[Saved entries]

·····

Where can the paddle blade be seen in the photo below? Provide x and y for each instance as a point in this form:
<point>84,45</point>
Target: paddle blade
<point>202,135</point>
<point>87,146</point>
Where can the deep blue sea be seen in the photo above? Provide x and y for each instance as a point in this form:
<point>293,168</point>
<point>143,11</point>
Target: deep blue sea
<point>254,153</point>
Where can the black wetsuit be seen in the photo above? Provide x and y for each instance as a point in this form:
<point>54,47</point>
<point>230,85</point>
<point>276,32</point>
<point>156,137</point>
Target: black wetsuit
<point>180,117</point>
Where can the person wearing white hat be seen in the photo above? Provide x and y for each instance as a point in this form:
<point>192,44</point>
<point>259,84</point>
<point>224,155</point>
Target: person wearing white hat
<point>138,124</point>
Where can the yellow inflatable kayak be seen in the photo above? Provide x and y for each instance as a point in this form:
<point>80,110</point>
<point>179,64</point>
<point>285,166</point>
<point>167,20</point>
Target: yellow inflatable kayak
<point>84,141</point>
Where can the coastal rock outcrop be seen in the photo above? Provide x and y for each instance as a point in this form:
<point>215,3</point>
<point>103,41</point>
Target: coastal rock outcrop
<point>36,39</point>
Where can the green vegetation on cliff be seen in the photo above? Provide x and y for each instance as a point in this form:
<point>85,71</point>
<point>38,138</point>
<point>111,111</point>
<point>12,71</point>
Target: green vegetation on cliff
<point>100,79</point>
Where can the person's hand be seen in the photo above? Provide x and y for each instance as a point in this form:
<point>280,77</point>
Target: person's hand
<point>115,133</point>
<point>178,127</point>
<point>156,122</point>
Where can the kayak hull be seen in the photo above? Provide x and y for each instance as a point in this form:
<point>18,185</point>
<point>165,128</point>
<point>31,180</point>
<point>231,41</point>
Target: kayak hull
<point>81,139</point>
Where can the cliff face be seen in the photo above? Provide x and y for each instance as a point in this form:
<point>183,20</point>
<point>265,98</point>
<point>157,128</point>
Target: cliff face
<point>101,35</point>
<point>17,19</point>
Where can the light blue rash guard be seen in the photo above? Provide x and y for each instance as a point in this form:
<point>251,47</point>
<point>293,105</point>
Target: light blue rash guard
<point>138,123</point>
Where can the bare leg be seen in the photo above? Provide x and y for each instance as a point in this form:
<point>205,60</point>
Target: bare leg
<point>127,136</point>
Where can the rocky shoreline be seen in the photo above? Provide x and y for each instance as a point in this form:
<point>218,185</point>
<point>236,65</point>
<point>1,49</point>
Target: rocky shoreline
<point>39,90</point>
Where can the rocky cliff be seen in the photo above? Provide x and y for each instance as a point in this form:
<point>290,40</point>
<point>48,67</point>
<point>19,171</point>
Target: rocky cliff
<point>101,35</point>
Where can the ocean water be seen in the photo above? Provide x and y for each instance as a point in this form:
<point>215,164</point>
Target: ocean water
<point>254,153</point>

·····

Retype all of the data shown above, word for word.

▶ Answer in full:
Where can the paddle blade be seen in the photo below? Provide x and y for each instance as a point in this form:
<point>84,45</point>
Target: paddle blade
<point>202,135</point>
<point>87,146</point>
Where can the deep blue sea be seen in the photo above? Provide x and y for each instance as a point in this form:
<point>293,168</point>
<point>143,11</point>
Target: deep blue sea
<point>254,153</point>
Where can the black wetsuit be seen in the photo above? Provide x and y for each instance as a point in this form:
<point>54,47</point>
<point>230,85</point>
<point>276,32</point>
<point>156,137</point>
Target: black wetsuit
<point>180,117</point>
Where can the person wearing white hat be seen in the photo above? Provide x and y for each instance as a point in this form:
<point>192,44</point>
<point>259,84</point>
<point>224,155</point>
Target: person wearing white hat
<point>138,124</point>
Where can the yellow inflatable kayak be seen in the photo above? Provide x and y for each instance as a point in this form:
<point>80,110</point>
<point>179,64</point>
<point>285,166</point>
<point>167,20</point>
Target: yellow inflatable kayak
<point>84,141</point>
Where can the coastal rock outcrop be seen in the photo above? Provide x and y for each instance as a point in this form:
<point>215,3</point>
<point>103,41</point>
Target: coastal rock outcrop
<point>36,39</point>
Where can the green vegetation on cliff be seen in the photo above? Provide x and y for each instance as a point in this form:
<point>85,71</point>
<point>38,138</point>
<point>111,111</point>
<point>12,71</point>
Target: green vegetation on cliff
<point>100,79</point>
Where can the person's hand be seen in the photo above? Provide x and y for each instance as a point in this form:
<point>280,77</point>
Target: person's hand
<point>115,133</point>
<point>178,127</point>
<point>156,122</point>
Where can the kayak hull be seen in the photo above? Provide x and y for each instance as a point in this form:
<point>18,185</point>
<point>165,128</point>
<point>31,180</point>
<point>231,41</point>
Target: kayak hull
<point>81,139</point>
Where can the cliff face be seen in the photo above? Provide x and y for each instance as a point in this form:
<point>183,20</point>
<point>265,98</point>
<point>157,128</point>
Target: cliff face
<point>101,35</point>
<point>17,19</point>
Where can the light blue rash guard be seen in the photo above? Provide x and y for each instance as a point in this form:
<point>251,47</point>
<point>293,105</point>
Target: light blue rash guard
<point>138,123</point>
Where can the bare leg be seen in the photo above? Provide x and y for each instance as a point in this form:
<point>205,60</point>
Target: bare leg
<point>127,136</point>
Where can the rocky shoreline be seen in the photo above? Provide x and y for each instance as a point in this form:
<point>218,185</point>
<point>236,65</point>
<point>1,49</point>
Target: rocky shoreline
<point>39,90</point>
Where can the rocky cliff be seen in the photo above? Provide x and y for each instance as a point in this form:
<point>290,40</point>
<point>48,67</point>
<point>19,171</point>
Target: rocky cliff
<point>101,35</point>
Where can the ocean water be seen in the photo above? Provide x and y for each instance as a point in this form:
<point>215,164</point>
Target: ocean water
<point>254,153</point>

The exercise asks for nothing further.